Please report every line of the rows below that contains the word "white".

Position identification rows:
-- Begin --

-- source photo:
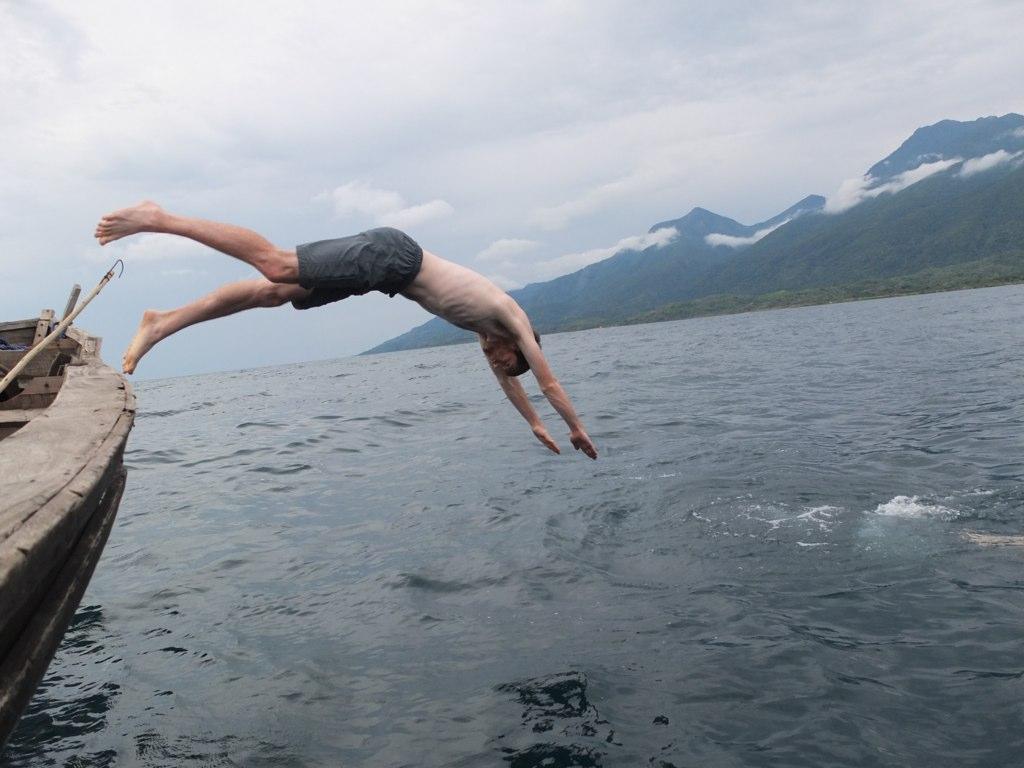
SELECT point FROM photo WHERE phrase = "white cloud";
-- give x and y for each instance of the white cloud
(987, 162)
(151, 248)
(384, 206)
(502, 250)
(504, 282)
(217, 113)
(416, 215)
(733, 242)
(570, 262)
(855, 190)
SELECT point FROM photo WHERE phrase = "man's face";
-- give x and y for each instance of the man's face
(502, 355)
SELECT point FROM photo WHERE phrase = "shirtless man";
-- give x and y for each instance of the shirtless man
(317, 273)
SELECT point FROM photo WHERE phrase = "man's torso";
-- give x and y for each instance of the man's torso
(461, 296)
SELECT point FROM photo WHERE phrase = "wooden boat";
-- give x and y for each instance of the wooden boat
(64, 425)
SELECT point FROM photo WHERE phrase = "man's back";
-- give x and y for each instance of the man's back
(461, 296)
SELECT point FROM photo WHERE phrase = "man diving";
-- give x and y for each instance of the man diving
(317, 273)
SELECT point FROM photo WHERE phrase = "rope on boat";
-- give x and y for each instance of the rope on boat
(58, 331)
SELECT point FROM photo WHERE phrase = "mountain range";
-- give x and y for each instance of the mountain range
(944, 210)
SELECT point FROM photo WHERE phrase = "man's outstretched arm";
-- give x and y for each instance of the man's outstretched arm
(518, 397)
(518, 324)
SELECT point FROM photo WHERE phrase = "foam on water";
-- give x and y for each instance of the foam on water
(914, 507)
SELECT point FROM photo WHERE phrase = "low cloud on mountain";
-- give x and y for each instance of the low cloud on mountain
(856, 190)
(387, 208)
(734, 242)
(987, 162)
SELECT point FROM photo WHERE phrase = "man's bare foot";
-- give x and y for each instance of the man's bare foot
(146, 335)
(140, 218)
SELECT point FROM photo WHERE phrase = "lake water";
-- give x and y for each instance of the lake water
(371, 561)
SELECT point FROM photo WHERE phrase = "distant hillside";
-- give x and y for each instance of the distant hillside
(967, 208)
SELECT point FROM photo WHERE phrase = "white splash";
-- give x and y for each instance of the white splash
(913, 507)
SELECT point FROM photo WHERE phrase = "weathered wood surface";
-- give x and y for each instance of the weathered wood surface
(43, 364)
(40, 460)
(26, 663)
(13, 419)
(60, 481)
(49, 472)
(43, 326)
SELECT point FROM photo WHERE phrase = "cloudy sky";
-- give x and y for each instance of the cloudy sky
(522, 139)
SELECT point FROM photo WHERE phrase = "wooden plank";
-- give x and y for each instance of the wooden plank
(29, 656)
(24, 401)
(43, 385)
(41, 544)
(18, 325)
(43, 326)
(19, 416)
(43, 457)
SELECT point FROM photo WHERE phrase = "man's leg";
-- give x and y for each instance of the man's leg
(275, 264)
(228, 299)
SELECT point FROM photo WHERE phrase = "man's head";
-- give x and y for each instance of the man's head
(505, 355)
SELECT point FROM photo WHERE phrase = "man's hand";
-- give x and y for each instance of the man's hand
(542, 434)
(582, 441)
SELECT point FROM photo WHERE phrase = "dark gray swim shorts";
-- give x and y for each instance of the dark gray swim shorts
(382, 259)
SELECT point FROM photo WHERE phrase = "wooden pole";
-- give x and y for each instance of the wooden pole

-- End --

**Task output:**
SELECT point FROM photo WHERE phrase = "white cloud";
-- give x and y for each instance of the white cloud
SELECT point FROM photo WHERE phrase = "white splash";
-- give x and y for each instance of the white splash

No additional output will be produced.